'''

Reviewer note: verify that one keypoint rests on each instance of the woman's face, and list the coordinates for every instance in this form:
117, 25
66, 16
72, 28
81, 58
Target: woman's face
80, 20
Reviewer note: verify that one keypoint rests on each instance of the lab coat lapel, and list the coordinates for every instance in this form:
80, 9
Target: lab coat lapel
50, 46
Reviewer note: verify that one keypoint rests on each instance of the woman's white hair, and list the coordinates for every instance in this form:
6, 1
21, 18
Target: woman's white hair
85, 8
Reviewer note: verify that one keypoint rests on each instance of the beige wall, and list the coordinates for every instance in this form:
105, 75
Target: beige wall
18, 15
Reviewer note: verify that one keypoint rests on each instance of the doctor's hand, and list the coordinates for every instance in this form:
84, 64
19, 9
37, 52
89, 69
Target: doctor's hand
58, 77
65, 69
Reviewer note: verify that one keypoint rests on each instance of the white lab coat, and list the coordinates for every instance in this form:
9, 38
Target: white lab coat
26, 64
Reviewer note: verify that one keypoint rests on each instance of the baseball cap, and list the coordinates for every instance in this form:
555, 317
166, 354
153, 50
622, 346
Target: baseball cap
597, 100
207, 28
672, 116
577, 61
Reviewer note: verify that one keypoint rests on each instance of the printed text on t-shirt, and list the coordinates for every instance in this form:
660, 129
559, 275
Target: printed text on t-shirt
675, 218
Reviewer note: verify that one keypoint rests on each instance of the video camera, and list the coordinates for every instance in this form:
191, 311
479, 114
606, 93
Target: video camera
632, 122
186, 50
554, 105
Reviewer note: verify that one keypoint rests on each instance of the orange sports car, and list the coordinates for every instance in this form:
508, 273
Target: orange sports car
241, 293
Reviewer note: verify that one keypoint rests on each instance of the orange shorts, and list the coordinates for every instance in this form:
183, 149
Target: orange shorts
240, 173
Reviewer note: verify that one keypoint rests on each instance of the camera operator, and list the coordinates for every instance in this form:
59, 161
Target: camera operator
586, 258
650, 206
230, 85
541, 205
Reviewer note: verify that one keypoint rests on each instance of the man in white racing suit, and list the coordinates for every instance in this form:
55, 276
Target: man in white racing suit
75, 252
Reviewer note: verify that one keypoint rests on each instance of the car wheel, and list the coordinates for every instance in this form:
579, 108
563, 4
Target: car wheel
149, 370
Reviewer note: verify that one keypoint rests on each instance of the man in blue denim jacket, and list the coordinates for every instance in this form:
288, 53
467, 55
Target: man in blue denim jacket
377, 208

'''

- [DO THIS]
Take the entries above and copy them out exactly.

- [TASK SOLUTION]
Reviewer note: verify that one keypoint rests on each instance of the woman's face, and list the coordinates for every instance in this form:
117, 25
66, 16
72, 28
81, 58
Target: woman's face
80, 20
Reviewer note: verify that one keypoint rests on each instance of the lab coat lapel, and list the coordinates for every instance in this form:
80, 9
Target: lab coat lapel
50, 46
Reviewer note: verify that one keypoint rests on each instance of the woman's white hair, and list the coordinates for every instance in this form:
6, 1
21, 18
Target: woman's white hair
85, 8
Reviewer note: verify that one keypoint rests on each instance of the beige wall, and list the coordinates for every instance in this form:
105, 75
Target: beige wall
18, 15
Reviewer note: verify that one keypoint rests on each instance of the doctor's hand, and list the coordinates for every instance in this form:
84, 64
19, 9
37, 52
89, 69
Target: doctor's hand
58, 77
65, 69
Reviewer note: verify that one keypoint rests on each instance of the white lab coat, and list the coordinates for every instance in this form:
9, 38
Target: white lab coat
26, 64
Reviewer note: verify that one keypoint rests on each instance of the baseball cap, and list the coordinates for every instance in this form:
555, 317
166, 354
153, 50
622, 346
Target: baseball cap
597, 100
207, 28
672, 116
577, 61
Reviewer note: verify that one keypoint rests on each instance of the printed text on t-shirt, and list the coordinates for every instance in this form:
660, 129
559, 275
Target: printed text on t-shirt
675, 218
Reviewer note: verify that one keypoint rests on each instance of the video camera, and list the coordinates for every instance in this form:
191, 311
479, 114
606, 93
Target: video camera
632, 122
186, 50
554, 105
Reviewer note: verify that one keypoint rests on each instance of the orange sports car, and list the coordinates for every instance in this form:
508, 273
Target: orange sports car
241, 293
Reviewer note: verify that one keypoint rests on each instance of the orange shorts, and list the coordinates for every instance in this form:
183, 149
Target: orange shorts
240, 173
Reviewer note: verify that one keypoint rests on each instance of the camera operator, and list the coordinates for every instance in this form:
59, 161
Target: camera operator
586, 258
650, 206
230, 85
541, 205
Reviewer note: verify that one keypoint rests on each instance of the man in white racing suit, and list the coordinates for every instance in this form:
55, 276
Target: man in white racing suit
75, 252
Reviewer note: verify that one keypoint rests on each instance of the car wheel, and list the coordinates for every instance in this form:
579, 108
563, 4
Target: car wheel
149, 370
Reviewer note: verify that one keypoint rests on each instance of the man in blue denim jacket, and list the coordinates for every instance in this form:
288, 53
467, 55
Target: man in blue denim jacket
377, 208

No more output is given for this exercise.